┌────────
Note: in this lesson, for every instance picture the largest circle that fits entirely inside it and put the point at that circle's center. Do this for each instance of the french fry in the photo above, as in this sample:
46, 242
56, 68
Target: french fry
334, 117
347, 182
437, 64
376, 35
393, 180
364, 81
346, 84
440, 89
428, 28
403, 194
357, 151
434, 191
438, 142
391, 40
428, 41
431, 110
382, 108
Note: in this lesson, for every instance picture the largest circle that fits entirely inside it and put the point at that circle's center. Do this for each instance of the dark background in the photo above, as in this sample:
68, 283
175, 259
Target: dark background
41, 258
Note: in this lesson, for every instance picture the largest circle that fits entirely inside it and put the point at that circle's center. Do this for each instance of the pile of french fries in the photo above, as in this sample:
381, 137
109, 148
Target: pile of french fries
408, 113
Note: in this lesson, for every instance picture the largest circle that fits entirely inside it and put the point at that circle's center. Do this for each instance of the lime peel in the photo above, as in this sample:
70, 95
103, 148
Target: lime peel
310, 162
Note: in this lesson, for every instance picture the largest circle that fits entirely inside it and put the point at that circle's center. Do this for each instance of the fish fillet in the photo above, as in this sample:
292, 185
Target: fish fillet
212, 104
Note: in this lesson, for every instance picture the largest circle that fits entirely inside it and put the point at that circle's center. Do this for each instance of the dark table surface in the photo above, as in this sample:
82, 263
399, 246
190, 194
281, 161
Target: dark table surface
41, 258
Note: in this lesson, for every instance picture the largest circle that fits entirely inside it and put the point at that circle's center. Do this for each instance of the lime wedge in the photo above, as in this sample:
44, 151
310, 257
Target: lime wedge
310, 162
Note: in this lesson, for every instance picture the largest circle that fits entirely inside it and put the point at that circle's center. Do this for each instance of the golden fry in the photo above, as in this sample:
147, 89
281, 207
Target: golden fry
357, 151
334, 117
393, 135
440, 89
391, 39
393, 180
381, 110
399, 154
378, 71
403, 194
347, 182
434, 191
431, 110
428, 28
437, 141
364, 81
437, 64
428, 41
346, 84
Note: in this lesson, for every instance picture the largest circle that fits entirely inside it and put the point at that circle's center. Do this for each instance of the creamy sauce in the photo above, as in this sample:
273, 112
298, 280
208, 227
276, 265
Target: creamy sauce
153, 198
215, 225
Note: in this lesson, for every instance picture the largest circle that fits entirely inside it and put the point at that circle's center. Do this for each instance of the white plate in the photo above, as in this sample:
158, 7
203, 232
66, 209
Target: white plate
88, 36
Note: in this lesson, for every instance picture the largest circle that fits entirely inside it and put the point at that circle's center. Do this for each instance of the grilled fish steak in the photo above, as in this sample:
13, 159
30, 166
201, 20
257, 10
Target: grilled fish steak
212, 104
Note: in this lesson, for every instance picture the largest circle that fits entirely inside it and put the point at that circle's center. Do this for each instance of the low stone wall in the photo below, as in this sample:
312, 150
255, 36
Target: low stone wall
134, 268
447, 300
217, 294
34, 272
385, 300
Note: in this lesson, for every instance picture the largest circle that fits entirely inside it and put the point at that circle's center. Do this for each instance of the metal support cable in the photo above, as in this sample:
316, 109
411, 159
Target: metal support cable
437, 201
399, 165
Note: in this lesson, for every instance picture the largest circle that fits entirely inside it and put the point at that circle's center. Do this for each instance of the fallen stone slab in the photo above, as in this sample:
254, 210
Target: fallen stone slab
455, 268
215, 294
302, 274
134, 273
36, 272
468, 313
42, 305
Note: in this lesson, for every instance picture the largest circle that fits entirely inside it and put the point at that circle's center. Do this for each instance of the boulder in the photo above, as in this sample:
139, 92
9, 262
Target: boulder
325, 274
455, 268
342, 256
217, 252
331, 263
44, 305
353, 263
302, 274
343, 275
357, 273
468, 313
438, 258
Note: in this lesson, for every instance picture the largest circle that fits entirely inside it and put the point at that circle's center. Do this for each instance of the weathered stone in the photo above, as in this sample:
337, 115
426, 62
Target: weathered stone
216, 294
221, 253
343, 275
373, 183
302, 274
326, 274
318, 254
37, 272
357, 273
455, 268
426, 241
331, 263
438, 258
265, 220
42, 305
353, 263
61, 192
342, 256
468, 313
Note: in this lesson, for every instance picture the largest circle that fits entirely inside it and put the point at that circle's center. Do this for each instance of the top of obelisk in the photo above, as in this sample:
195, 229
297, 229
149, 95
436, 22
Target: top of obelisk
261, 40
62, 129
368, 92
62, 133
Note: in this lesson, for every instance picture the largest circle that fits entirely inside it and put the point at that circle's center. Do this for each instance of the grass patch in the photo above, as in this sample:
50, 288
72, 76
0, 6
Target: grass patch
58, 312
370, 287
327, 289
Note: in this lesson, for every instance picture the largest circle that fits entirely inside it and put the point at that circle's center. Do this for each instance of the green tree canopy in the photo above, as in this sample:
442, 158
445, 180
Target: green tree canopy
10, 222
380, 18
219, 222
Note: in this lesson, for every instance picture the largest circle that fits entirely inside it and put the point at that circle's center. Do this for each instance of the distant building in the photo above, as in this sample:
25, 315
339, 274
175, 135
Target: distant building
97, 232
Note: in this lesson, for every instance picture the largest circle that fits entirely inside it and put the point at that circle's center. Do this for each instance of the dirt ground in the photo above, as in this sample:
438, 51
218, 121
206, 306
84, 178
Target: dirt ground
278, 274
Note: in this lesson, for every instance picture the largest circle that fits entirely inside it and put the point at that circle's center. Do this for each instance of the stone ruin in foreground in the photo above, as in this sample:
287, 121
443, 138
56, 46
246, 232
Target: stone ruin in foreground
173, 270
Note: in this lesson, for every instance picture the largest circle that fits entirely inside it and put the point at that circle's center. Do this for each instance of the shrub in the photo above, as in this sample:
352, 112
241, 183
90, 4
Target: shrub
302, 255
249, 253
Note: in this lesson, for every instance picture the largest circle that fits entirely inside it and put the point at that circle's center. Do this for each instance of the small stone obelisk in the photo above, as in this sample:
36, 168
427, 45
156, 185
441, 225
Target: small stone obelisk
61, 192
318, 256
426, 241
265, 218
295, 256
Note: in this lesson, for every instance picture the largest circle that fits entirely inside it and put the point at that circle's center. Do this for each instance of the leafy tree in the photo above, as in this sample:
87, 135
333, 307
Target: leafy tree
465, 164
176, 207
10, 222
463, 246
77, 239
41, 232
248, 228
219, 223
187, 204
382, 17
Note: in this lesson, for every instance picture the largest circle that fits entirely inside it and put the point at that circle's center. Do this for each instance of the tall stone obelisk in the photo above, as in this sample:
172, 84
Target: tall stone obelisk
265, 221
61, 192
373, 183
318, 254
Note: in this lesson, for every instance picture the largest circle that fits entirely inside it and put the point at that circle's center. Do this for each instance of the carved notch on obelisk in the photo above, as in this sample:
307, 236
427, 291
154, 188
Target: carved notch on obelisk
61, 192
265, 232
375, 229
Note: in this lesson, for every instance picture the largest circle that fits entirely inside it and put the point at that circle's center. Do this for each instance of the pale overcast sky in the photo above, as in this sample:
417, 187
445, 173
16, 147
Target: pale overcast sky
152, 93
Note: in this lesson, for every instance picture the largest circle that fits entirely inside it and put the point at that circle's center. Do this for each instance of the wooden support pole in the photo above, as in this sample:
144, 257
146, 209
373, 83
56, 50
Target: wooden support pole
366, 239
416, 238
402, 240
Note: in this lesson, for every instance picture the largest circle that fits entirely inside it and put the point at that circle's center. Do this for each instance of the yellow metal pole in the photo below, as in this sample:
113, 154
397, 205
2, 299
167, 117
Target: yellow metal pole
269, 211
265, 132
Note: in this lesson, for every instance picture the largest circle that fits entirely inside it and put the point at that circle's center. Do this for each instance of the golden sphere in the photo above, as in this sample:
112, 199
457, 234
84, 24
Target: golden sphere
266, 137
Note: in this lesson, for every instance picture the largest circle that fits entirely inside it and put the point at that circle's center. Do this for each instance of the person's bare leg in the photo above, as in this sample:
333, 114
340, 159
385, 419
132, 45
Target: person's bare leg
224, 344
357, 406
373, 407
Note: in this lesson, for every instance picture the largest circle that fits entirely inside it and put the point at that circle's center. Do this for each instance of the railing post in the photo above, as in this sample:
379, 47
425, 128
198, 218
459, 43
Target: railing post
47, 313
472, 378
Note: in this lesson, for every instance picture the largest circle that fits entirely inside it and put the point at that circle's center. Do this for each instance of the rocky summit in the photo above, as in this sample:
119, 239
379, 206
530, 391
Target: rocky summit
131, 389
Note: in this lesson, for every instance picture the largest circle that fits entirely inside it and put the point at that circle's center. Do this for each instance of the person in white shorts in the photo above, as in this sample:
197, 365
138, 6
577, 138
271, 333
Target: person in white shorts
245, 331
└────────
┌────────
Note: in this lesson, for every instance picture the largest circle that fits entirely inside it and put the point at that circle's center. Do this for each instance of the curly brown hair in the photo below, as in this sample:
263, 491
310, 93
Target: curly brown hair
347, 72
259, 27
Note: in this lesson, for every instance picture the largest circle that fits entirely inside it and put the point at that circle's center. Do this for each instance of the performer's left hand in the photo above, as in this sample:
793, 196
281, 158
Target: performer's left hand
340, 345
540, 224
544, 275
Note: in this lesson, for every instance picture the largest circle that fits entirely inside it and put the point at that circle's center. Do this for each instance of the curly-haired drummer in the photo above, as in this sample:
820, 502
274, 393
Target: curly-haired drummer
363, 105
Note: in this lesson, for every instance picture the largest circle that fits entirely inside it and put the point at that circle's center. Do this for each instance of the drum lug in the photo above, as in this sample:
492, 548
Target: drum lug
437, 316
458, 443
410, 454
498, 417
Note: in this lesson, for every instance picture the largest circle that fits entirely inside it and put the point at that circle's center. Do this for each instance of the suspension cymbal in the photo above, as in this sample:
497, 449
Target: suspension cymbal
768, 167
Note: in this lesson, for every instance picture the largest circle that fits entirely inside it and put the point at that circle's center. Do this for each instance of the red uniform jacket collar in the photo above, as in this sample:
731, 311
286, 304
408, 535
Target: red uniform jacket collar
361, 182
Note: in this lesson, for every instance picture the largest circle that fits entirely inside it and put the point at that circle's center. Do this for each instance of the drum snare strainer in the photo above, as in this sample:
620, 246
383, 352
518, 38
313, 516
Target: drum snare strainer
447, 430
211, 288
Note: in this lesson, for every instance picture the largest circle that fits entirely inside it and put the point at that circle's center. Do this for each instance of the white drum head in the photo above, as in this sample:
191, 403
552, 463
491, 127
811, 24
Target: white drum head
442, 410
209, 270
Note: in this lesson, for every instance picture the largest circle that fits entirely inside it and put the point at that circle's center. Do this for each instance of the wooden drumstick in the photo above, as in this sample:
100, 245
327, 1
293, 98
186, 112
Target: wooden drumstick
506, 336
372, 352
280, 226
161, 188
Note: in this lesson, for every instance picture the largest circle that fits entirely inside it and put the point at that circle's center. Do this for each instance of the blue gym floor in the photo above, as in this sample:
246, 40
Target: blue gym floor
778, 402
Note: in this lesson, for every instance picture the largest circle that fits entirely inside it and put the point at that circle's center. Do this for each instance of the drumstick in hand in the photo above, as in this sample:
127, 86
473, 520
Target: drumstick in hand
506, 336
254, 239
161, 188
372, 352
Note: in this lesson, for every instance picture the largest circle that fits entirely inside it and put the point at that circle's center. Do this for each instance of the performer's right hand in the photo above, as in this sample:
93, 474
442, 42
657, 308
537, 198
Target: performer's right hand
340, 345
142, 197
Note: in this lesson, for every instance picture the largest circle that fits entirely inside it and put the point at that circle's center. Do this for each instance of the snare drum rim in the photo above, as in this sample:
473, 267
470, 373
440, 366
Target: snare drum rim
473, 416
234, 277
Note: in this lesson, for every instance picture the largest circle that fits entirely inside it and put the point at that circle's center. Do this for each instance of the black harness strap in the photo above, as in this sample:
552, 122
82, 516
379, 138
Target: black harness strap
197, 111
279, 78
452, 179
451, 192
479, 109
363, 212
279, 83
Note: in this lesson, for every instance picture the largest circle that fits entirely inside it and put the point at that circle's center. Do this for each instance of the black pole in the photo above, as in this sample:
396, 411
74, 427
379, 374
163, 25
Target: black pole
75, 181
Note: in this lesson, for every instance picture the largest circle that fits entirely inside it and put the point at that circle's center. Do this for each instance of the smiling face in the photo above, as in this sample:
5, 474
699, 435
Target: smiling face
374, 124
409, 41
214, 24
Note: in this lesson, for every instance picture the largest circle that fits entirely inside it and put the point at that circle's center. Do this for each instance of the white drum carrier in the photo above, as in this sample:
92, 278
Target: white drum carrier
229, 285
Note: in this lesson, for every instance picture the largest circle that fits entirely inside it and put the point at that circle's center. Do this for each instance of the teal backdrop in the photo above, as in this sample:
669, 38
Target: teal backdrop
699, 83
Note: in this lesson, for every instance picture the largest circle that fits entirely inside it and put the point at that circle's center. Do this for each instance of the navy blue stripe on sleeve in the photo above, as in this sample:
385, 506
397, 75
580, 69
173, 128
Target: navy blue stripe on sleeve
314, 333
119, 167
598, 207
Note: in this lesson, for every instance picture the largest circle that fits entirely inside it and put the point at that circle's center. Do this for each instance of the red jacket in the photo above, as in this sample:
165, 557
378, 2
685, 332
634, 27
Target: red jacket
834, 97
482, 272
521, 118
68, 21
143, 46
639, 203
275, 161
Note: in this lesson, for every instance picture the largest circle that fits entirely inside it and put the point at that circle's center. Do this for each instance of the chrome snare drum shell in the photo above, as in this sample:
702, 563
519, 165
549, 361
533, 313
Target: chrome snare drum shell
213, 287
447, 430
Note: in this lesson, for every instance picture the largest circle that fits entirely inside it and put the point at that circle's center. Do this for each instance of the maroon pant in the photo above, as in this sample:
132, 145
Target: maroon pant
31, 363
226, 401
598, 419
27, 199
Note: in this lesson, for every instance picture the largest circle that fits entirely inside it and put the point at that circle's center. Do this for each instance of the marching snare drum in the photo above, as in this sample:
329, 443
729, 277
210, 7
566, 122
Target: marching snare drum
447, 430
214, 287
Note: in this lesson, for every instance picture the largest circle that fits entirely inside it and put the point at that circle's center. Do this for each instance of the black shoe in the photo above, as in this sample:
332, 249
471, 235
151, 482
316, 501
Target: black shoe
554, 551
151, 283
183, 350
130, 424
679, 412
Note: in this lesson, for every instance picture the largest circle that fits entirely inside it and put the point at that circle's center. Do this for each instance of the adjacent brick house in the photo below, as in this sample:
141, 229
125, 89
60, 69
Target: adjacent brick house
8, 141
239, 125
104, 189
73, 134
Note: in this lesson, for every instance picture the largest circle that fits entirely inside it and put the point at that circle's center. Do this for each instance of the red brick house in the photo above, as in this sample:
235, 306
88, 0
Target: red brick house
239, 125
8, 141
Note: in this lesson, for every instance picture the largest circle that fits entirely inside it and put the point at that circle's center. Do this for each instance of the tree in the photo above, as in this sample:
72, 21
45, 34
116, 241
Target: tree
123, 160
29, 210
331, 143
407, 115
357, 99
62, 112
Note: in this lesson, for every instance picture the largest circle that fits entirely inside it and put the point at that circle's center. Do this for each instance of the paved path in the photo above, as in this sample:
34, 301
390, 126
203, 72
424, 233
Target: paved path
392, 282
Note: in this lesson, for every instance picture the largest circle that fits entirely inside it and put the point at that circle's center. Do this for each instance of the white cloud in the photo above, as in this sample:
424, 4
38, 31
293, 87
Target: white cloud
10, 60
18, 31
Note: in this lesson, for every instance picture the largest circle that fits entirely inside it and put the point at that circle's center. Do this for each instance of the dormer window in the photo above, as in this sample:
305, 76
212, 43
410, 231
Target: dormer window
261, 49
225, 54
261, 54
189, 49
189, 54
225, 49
└────────
Problem to work on:
How many lines of the listing above contain the string "window"? Case counts. Reply with the number alone.

Complete response:
2